◆ Instruction
Copy out every line of the records below, changing nothing.

Data listing
-- begin --
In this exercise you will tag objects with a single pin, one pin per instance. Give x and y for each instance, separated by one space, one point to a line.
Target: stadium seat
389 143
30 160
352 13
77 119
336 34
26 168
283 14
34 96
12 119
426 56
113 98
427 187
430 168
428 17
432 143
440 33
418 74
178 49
-- end --
◆ Exercise response
In this exercise you will tag objects with a single pin, one pin per instance. Give x and y for each instance, separated by one space, one point to a line.
Target: stadium seat
389 143
30 160
352 13
77 119
336 34
26 168
283 14
34 96
12 119
426 56
113 98
427 187
430 168
428 17
432 143
440 33
418 74
178 49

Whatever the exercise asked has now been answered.